WHAT YOU SHOULD DO | The entries below contain a line with "Target: exposed rock face" and a line with "Target: dark vegetation". Retype exactly everything from the first down to the second, both included, and nothing else.
[[ MATERIAL FOR THIS EXERCISE, beginning ]]
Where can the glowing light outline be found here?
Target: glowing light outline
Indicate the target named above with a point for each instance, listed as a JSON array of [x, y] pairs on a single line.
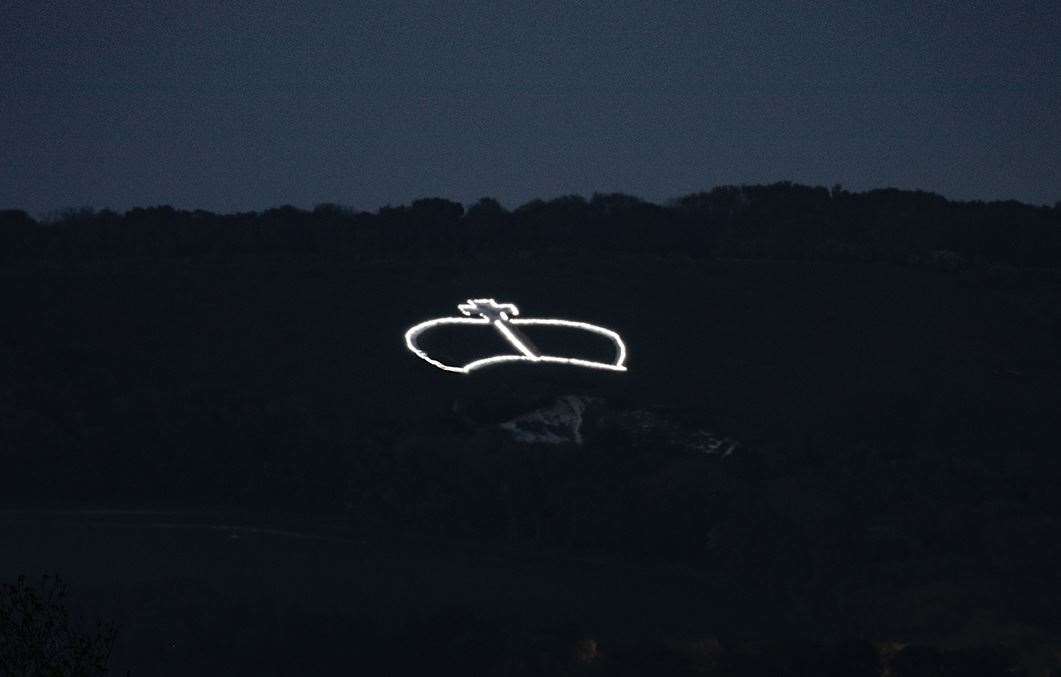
[[525, 354]]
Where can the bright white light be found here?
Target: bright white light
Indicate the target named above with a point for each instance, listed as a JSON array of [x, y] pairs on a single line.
[[502, 317]]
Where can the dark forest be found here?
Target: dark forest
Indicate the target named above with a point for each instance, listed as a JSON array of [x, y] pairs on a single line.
[[835, 451]]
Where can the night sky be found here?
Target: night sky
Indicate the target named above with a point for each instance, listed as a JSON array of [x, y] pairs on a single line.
[[231, 106]]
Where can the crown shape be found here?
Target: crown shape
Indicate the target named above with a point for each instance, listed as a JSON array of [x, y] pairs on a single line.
[[503, 318]]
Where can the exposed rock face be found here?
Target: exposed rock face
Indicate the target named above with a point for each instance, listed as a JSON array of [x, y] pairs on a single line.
[[570, 418], [557, 423]]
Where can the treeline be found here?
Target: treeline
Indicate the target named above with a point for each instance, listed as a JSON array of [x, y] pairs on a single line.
[[780, 221]]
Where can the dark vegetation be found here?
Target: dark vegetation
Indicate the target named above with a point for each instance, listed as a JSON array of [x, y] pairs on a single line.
[[38, 635], [781, 221], [888, 361]]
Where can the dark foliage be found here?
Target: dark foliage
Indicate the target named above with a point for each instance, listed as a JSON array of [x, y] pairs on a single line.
[[780, 221], [39, 638]]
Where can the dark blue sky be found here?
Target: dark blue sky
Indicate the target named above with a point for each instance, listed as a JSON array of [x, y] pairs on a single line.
[[244, 107]]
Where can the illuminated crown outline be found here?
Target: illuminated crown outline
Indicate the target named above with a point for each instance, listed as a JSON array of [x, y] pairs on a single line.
[[503, 317]]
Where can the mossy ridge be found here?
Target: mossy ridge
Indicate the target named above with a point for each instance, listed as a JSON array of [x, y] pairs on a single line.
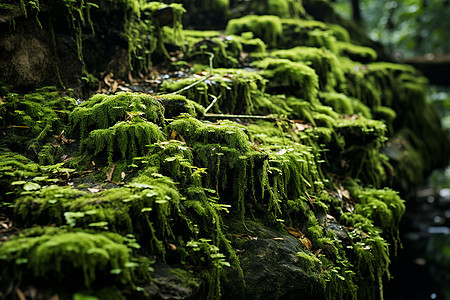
[[384, 207], [201, 44], [225, 132], [356, 52], [282, 8], [103, 111], [268, 28], [324, 62], [297, 77], [47, 251], [227, 49], [33, 119], [344, 104], [15, 167], [397, 86], [235, 89], [176, 105], [123, 141], [146, 34], [364, 138]]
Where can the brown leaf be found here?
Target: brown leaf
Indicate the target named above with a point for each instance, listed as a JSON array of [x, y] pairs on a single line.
[[306, 242], [110, 172], [294, 232], [114, 86], [343, 192], [173, 135], [95, 190], [108, 78], [20, 294]]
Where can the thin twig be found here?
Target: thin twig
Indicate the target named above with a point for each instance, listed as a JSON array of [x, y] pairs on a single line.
[[192, 84], [224, 116], [211, 104], [211, 57]]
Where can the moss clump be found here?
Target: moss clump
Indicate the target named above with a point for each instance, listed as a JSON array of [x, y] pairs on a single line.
[[104, 111], [235, 89], [268, 28], [48, 251], [295, 77], [15, 168], [345, 105], [45, 206], [384, 207], [175, 105], [355, 52], [124, 140], [226, 49], [324, 63], [281, 8], [306, 33], [144, 30], [226, 133], [364, 138], [31, 120]]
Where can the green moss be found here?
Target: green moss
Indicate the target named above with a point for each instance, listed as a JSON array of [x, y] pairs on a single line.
[[49, 252], [34, 118], [355, 52], [236, 90], [124, 140], [45, 206], [281, 8], [345, 105], [284, 74], [200, 45], [324, 63], [15, 167], [103, 111], [175, 105], [227, 133], [384, 207], [339, 32], [146, 35], [268, 28]]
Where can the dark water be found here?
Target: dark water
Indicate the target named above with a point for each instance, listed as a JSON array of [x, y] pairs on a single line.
[[421, 269]]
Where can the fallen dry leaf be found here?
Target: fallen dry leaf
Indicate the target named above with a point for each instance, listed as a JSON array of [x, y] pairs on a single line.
[[20, 294], [110, 172], [306, 242], [173, 135], [294, 232]]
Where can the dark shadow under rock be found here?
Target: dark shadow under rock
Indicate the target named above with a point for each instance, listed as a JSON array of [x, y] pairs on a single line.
[[270, 265]]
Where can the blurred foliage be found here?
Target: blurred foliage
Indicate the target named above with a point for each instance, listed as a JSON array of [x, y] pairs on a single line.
[[406, 27]]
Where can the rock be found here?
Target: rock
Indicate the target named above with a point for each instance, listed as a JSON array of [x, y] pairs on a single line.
[[28, 59], [271, 267]]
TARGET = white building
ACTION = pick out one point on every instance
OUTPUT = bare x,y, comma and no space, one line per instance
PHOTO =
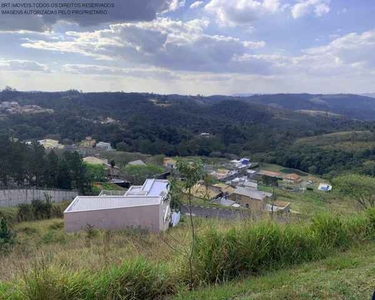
145,207
104,146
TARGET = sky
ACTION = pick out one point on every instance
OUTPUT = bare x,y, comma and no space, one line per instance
193,47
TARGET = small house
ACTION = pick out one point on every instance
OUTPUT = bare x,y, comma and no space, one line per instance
137,163
169,163
292,178
112,172
104,146
270,174
325,187
201,191
248,198
145,207
275,206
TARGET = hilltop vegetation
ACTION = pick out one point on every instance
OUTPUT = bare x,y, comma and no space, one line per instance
167,124
50,264
344,276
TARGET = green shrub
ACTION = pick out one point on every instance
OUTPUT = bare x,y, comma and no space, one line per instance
137,279
53,236
56,225
41,209
224,255
48,283
25,212
7,237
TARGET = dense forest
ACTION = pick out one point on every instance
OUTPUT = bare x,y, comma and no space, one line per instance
262,126
30,165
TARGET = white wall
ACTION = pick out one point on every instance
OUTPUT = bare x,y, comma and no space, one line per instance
13,197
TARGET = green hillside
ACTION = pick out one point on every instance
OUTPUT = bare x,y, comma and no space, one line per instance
344,276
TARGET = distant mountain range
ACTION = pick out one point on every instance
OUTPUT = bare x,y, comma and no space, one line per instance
372,95
350,105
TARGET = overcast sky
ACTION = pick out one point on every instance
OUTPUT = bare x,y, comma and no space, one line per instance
190,47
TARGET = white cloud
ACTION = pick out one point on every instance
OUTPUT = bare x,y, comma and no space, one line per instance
305,7
123,11
196,4
84,69
23,65
162,43
241,12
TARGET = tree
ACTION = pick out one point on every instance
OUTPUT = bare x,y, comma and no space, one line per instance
138,174
52,172
193,172
112,163
208,180
270,181
95,172
36,164
7,236
359,187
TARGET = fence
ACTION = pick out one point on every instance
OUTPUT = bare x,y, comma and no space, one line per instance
13,197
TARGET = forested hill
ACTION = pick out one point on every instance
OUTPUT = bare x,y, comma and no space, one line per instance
353,106
168,124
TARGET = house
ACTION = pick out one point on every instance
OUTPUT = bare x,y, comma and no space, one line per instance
205,134
224,201
169,163
324,187
104,146
88,142
255,200
275,206
50,144
92,160
250,185
270,174
146,207
200,191
225,189
136,163
292,178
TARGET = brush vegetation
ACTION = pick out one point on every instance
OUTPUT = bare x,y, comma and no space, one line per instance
137,265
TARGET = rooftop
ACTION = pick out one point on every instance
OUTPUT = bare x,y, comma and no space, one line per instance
137,163
87,203
269,173
253,194
150,188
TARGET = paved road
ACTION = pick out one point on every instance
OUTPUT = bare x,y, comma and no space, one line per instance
220,213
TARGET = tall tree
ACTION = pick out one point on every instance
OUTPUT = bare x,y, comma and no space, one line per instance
193,172
359,187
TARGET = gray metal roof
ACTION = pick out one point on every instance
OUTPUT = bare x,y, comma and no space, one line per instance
137,163
258,195
87,203
151,188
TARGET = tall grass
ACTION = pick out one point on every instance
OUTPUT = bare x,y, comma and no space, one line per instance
138,279
220,255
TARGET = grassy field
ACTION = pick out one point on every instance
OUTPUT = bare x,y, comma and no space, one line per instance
344,276
47,263
351,141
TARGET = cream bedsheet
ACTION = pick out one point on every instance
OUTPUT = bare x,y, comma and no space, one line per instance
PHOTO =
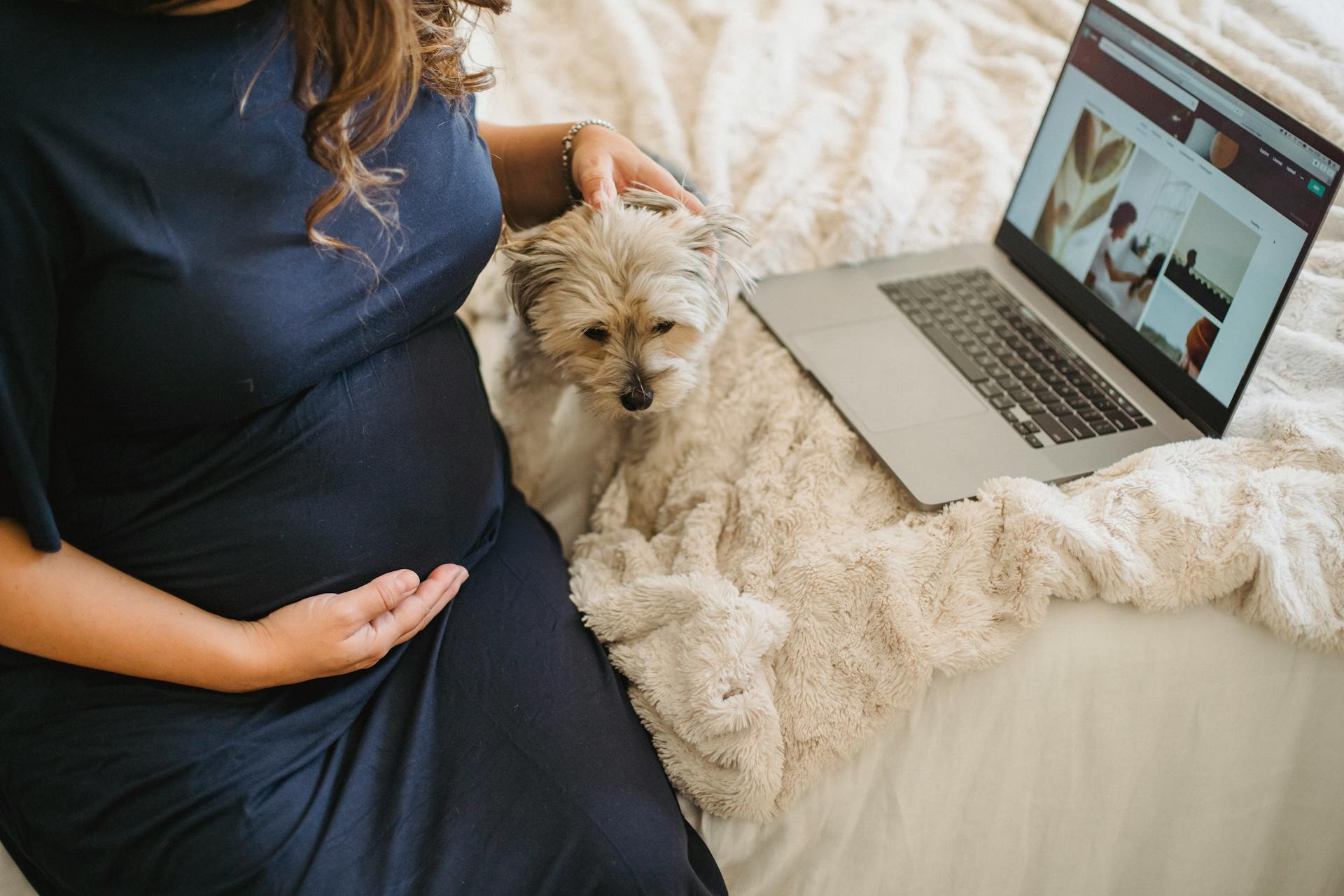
1114,752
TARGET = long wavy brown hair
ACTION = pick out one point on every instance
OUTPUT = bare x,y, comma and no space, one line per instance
358,66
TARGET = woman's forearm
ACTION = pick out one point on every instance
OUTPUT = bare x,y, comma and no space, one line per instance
527,167
71,608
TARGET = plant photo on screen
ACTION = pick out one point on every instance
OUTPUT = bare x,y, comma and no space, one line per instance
1084,190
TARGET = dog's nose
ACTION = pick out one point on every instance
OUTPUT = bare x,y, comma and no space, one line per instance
638,398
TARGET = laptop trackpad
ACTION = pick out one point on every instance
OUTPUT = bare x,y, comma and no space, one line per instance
888,375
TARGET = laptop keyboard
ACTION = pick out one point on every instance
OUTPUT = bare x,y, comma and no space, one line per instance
1043,388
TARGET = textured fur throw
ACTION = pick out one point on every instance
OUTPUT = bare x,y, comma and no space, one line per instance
769,590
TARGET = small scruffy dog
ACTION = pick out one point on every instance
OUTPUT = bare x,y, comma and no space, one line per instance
622,302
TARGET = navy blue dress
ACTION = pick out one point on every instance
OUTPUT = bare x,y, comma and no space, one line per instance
195,396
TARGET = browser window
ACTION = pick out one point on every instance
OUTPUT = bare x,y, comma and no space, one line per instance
1177,206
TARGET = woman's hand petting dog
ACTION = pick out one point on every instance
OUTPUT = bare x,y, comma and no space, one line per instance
605,164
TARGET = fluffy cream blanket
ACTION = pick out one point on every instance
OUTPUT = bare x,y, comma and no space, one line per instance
766,586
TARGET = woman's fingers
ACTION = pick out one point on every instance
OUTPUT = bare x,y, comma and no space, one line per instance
381,596
596,179
420,608
454,580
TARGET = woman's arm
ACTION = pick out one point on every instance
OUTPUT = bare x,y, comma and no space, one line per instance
73,608
604,163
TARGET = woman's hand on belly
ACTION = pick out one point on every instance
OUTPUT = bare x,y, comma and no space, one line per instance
73,608
331,634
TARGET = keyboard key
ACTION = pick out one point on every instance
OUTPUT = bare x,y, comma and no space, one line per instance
1077,428
968,367
1057,433
1078,403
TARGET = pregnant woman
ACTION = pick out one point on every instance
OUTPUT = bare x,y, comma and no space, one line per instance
249,465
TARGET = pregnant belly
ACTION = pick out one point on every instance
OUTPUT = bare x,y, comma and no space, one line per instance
394,463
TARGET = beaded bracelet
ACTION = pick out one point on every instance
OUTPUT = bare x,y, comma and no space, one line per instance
575,194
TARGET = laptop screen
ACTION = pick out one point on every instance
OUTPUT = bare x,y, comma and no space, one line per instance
1182,207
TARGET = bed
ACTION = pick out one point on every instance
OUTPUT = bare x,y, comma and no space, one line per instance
1114,751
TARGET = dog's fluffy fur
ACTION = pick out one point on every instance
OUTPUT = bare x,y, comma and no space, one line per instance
622,302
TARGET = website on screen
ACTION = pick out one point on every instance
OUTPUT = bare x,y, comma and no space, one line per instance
1176,204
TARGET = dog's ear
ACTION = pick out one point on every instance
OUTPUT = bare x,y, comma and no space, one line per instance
643,197
533,264
705,232
710,230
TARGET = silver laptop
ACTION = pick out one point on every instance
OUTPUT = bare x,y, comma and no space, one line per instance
1159,223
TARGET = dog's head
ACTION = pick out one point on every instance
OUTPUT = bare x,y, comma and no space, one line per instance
626,300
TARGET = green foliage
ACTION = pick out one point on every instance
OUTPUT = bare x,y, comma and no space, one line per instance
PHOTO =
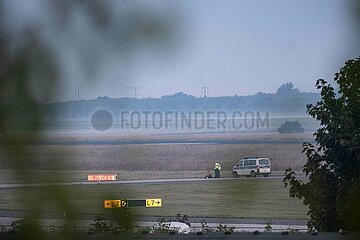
333,189
291,127
25,227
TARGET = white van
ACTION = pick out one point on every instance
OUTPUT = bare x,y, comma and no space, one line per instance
252,167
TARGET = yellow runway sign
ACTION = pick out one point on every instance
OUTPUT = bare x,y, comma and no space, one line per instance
155,202
112,203
115,203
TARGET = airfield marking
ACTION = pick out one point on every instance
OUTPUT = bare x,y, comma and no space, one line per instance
[[ MATERIAL FOR THIS EXERCISE, end ]]
REPLY |
Target: exposed rock face
Indicate the target named above with a point for each instance, listed as a JSON array of [x, y] pairs on a single line.
[[570, 418], [557, 423]]
Where can the treeline be found here?
Target: treeline
Indicate the target named above with a point for each instance, listed as a JSON array of [x, y] pairs on a single line.
[[780, 221]]
Where can the dark vegetation be found here?
Target: dark vegetation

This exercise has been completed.